Entries shown

____

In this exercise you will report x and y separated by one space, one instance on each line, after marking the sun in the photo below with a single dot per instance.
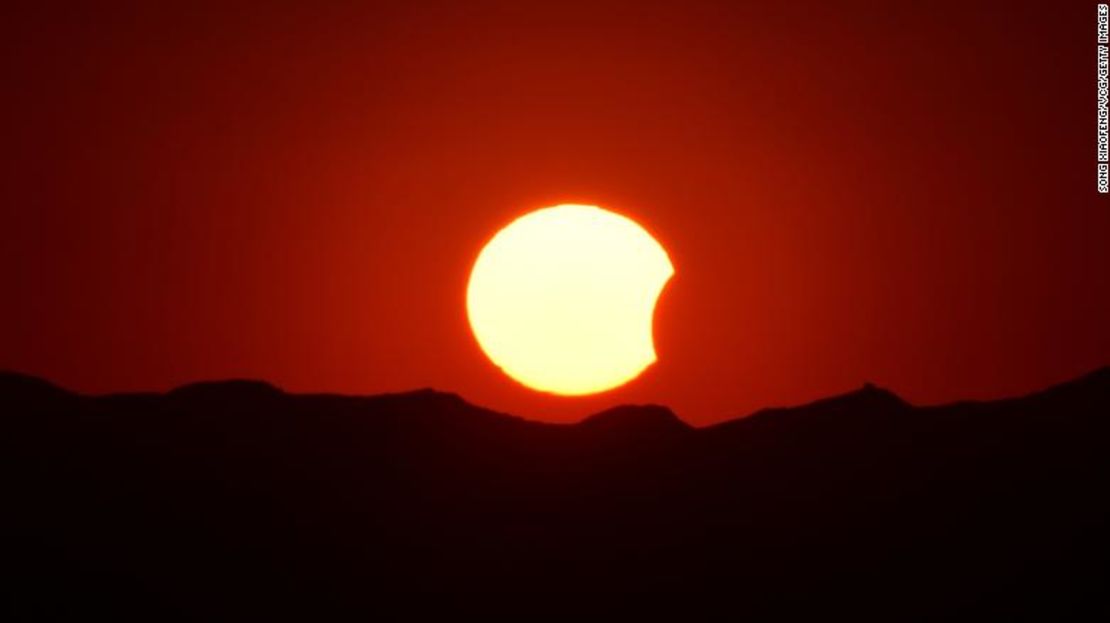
563 299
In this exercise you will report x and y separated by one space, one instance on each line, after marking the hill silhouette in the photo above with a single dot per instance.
236 500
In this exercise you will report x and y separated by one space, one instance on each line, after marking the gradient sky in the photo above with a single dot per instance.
849 191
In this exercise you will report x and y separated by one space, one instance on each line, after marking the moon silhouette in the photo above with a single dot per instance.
563 299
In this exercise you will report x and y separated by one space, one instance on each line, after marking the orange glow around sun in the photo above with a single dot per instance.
563 298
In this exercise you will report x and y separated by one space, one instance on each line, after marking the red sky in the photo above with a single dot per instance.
892 192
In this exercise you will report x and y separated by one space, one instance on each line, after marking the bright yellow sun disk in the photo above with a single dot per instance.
562 299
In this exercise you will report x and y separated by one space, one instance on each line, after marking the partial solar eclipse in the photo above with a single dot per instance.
563 298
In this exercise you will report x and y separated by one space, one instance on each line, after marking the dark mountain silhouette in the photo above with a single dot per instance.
235 500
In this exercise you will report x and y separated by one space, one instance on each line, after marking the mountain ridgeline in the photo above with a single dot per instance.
234 500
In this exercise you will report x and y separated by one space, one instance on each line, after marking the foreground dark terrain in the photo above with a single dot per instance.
235 500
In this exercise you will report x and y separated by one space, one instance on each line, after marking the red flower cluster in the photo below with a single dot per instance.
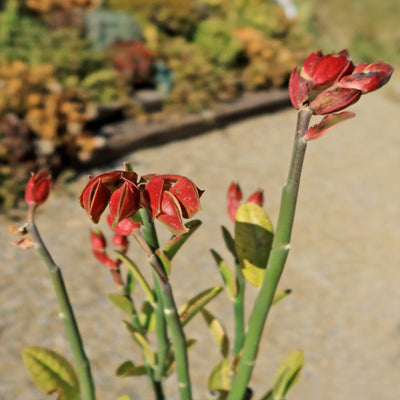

____

Task to carry out
Copy out every line of the material above exactly, skipping the pictures.

The solution
In this exercise you will report x and y separated by one space, one instance on each line, after marking the sun in the photo below with a single dot per instance.
563 299
In this exercise you will report x and y separated by one space, one instance on each line, after marking the hill silhouette in the photo above with a single dot per instance.
236 500
In this exercise you will report x and y separated by one space, one instance on each line, after marking the gradient sky in the photo above with a single dot per instance.
849 191
In this exercise you will report x and y separated by one space, one instance on each line, after marking the moon silhouette in the photo above with a single dot per instance.
563 299
In this exercise you will report x and y separated by one space, one instance on each line, after marking the orange glow around sun in the photo above with a single dot per instance.
563 298
In this exercise you will report x and y separated by one space, one instance on each line, after marking the red sky in the photo above with a single dot per instance.
892 192
In this exercise you will report x and y separated by one space, one instance on each line, after marking the bright yellow sun disk in the photo above with a single dot per instance.
562 299
In this exercise you will report x and y separated by one space, one instance on each line, after marking the partial solar eclipse in the photo above with a single dot per instance.
563 298
In this exercise you will report x and y separated by one space, one instance on each line, after marking the dark mountain silhouette in the photo above with a single dot per instance.
235 500
In this exercise you will report x and y separated by one space, one instance on each line, after marking the mountain ridgeline in the photo above with a single dot per instance.
234 500
In this exercise you will report x and y separated by one space, one instance on each line, after marking the foreground dark terrain in the photo above with a single dot per instance.
235 500
In this exercise you will report x and y separated by one space, one instance on each line, after marking the red flower cluster in the photo below with a single dot per instance.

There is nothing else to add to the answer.